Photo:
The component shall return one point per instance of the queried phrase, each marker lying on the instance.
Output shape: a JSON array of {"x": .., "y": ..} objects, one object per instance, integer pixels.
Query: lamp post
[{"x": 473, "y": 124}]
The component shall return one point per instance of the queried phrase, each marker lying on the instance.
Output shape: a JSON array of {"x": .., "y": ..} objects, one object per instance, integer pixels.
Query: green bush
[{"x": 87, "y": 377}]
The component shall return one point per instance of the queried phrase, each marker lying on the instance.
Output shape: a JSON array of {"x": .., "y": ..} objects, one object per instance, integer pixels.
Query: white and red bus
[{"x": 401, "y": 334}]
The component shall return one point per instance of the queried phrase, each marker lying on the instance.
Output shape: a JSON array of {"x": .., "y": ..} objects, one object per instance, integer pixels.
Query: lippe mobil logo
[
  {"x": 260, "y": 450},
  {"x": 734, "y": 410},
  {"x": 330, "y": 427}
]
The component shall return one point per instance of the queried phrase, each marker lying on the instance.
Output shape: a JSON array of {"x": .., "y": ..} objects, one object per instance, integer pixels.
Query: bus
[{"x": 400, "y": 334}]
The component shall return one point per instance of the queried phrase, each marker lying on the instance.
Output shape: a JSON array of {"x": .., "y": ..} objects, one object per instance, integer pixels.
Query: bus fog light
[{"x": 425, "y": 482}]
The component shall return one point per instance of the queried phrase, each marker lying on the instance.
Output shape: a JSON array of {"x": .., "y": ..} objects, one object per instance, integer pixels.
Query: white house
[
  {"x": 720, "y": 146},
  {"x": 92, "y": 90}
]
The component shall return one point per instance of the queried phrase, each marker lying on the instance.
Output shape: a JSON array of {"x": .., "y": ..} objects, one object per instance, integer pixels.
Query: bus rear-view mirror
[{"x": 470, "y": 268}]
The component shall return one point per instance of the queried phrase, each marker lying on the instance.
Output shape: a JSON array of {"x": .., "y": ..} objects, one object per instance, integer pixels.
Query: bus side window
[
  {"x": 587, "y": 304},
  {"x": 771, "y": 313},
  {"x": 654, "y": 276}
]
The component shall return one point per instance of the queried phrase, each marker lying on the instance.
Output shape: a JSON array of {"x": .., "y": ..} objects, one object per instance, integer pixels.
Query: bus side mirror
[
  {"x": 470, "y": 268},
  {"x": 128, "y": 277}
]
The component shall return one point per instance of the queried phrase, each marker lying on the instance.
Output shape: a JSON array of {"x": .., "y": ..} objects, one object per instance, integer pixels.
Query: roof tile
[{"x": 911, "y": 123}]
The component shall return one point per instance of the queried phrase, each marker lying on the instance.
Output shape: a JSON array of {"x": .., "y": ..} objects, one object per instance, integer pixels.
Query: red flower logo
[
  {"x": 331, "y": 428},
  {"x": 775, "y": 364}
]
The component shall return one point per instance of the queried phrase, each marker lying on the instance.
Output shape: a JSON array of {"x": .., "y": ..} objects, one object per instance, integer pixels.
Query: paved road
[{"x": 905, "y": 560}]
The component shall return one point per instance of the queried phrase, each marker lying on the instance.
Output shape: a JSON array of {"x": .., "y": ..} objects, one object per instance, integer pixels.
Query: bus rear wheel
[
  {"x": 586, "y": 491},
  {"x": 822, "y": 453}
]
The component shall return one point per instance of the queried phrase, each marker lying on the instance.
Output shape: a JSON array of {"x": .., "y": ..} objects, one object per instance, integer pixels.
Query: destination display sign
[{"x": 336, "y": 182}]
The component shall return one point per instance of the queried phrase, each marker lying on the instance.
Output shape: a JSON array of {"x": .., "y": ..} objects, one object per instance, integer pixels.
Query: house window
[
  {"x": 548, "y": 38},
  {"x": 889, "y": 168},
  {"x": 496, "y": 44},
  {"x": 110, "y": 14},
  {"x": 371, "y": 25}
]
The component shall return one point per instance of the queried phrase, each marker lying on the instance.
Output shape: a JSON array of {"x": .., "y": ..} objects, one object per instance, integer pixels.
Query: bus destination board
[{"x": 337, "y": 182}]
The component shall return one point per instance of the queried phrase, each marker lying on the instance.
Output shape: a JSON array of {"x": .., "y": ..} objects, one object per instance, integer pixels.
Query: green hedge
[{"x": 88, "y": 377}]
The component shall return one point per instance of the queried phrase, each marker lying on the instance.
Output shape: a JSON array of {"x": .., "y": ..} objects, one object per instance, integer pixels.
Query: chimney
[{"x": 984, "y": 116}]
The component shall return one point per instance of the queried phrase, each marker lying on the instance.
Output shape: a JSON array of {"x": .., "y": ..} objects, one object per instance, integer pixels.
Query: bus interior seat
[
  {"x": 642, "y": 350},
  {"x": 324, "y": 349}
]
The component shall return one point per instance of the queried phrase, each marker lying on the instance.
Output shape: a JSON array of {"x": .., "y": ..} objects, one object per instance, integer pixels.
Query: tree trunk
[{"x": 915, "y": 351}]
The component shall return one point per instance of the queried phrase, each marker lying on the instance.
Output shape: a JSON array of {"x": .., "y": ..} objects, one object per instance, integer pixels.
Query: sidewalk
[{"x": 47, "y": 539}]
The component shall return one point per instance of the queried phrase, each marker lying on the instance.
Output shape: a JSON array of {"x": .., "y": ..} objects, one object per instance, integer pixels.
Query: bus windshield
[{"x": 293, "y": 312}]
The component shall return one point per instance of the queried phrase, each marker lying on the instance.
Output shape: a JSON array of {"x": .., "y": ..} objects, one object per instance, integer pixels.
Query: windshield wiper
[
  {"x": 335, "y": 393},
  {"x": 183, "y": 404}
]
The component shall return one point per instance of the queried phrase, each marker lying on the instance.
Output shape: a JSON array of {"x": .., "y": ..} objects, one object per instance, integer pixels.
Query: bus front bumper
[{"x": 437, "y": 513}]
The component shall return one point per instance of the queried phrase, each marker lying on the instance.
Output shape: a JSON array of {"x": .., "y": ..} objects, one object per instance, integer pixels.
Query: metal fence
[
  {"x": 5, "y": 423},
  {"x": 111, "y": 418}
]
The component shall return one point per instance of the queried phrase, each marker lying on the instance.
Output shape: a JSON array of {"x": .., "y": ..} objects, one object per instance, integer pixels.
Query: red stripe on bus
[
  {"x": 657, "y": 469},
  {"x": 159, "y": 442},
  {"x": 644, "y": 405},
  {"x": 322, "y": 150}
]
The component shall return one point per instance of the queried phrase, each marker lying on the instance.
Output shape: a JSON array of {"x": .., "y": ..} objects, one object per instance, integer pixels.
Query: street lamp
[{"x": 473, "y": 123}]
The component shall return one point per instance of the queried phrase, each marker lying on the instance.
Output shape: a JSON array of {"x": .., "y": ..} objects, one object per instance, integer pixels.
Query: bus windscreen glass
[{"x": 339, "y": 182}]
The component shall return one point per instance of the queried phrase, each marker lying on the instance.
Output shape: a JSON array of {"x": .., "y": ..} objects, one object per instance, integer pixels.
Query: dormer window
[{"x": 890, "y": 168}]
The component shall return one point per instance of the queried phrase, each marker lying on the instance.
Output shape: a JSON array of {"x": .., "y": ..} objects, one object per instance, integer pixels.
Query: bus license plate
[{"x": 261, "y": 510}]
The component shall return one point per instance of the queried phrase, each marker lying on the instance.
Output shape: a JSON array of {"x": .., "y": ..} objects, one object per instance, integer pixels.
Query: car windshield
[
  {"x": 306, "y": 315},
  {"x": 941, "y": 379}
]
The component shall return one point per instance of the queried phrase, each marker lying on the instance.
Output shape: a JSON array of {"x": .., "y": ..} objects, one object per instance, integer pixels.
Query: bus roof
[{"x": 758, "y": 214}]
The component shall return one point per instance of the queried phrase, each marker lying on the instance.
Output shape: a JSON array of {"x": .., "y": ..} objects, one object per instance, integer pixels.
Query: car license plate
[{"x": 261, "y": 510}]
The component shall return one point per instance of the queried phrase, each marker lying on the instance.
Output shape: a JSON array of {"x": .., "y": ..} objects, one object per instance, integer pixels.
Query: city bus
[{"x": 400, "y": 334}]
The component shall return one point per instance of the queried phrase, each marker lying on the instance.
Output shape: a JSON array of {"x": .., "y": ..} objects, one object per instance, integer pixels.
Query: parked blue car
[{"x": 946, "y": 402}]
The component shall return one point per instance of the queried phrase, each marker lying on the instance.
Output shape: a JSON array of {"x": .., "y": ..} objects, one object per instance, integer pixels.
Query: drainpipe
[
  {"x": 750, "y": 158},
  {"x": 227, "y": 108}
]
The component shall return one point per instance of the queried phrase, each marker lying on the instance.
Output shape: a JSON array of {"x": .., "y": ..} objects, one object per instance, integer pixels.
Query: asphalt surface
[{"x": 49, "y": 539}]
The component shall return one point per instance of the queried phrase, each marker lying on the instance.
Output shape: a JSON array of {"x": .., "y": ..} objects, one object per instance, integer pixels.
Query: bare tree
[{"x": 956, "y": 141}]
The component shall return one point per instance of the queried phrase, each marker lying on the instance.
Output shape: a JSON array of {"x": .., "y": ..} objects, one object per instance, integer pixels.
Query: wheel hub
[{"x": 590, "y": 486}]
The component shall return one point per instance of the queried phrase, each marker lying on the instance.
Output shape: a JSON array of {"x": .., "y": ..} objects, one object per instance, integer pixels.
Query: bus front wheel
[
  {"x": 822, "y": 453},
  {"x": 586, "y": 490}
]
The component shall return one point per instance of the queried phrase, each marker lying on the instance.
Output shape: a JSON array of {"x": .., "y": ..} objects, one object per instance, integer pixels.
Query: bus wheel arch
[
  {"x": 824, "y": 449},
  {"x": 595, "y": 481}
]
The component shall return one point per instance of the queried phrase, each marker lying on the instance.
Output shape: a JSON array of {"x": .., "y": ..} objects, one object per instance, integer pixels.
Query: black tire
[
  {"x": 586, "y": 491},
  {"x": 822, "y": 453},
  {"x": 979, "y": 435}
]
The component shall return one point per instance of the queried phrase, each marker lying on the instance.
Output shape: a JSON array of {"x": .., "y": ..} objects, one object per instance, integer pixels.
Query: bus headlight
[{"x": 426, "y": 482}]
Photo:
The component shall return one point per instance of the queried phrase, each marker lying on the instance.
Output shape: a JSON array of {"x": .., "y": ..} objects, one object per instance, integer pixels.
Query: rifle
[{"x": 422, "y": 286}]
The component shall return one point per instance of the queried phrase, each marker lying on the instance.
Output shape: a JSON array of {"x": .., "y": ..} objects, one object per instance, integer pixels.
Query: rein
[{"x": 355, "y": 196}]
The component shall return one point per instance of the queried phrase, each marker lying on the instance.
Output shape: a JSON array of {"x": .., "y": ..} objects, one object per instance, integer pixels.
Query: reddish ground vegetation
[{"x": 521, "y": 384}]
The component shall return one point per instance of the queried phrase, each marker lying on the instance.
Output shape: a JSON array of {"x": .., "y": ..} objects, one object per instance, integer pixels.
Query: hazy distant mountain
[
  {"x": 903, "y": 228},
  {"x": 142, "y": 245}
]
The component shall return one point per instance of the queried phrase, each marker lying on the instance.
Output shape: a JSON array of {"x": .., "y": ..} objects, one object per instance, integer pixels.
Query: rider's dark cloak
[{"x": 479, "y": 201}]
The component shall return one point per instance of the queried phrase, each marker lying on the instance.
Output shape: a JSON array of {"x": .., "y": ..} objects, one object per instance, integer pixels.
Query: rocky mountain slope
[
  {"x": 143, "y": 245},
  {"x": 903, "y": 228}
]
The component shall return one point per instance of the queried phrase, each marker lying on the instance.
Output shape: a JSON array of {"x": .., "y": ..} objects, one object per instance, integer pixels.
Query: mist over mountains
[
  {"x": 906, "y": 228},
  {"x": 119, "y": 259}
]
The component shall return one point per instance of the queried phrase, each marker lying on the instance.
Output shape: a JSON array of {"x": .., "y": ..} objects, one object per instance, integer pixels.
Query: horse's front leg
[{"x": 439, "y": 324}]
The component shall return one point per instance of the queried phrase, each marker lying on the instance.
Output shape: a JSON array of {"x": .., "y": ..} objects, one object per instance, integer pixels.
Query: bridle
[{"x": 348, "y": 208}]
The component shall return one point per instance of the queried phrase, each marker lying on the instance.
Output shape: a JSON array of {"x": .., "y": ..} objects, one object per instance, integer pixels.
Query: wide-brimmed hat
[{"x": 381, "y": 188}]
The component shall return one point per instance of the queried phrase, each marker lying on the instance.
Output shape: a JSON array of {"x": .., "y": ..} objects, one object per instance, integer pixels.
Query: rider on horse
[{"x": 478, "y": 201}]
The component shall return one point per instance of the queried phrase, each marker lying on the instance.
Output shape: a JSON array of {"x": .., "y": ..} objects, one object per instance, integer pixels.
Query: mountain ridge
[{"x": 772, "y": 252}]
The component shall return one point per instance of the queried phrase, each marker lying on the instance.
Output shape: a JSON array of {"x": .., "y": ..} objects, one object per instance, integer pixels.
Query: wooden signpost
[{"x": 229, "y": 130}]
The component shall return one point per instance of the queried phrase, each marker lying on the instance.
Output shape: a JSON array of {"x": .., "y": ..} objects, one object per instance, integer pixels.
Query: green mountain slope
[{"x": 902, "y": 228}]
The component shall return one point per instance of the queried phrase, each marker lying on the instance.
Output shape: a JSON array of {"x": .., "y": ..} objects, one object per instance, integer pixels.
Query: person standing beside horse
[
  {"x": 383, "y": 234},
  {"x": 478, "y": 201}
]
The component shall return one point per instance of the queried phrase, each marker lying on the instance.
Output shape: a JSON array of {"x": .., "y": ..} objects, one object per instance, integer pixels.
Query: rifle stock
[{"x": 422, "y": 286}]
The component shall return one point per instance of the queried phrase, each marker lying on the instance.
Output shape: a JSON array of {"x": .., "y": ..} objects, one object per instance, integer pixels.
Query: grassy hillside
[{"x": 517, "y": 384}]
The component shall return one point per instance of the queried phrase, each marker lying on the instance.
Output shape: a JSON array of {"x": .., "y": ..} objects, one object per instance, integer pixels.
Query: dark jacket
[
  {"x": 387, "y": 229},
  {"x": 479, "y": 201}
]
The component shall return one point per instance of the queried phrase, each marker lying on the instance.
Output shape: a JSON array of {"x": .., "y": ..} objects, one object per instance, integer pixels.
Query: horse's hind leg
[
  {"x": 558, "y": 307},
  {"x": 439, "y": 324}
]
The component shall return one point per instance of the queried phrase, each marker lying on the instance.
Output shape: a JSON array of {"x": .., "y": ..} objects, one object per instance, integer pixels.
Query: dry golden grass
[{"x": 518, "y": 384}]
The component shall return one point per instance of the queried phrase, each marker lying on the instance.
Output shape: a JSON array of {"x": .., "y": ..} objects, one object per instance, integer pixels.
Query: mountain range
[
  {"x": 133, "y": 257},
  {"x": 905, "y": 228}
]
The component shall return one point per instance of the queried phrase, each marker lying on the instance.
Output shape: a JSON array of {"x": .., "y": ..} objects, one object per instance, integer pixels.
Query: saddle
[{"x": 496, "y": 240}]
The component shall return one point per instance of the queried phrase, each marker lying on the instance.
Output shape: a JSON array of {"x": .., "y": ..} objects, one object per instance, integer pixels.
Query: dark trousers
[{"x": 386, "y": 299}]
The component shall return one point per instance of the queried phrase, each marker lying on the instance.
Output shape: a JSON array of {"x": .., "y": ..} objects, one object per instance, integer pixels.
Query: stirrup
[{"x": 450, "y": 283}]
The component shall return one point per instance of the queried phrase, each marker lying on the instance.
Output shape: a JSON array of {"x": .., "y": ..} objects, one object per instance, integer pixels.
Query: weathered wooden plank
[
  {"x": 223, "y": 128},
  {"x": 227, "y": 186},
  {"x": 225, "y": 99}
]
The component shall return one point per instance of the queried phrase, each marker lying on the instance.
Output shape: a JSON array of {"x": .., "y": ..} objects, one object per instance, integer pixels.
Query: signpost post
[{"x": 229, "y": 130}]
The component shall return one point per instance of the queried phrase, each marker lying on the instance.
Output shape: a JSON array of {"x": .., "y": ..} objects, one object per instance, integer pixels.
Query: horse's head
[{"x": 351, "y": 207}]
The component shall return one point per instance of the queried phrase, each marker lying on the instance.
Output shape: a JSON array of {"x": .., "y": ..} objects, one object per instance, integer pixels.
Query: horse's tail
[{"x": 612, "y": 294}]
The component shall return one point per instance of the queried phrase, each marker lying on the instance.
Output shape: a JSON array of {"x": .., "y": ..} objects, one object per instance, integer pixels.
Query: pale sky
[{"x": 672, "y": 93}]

· · · · ·

TASK STATEMENT> Collect every line above that contains the string "slope", and copy each one in full.

TASK RESPONSE>
Query: rocky mountain slope
Query: green mountain slope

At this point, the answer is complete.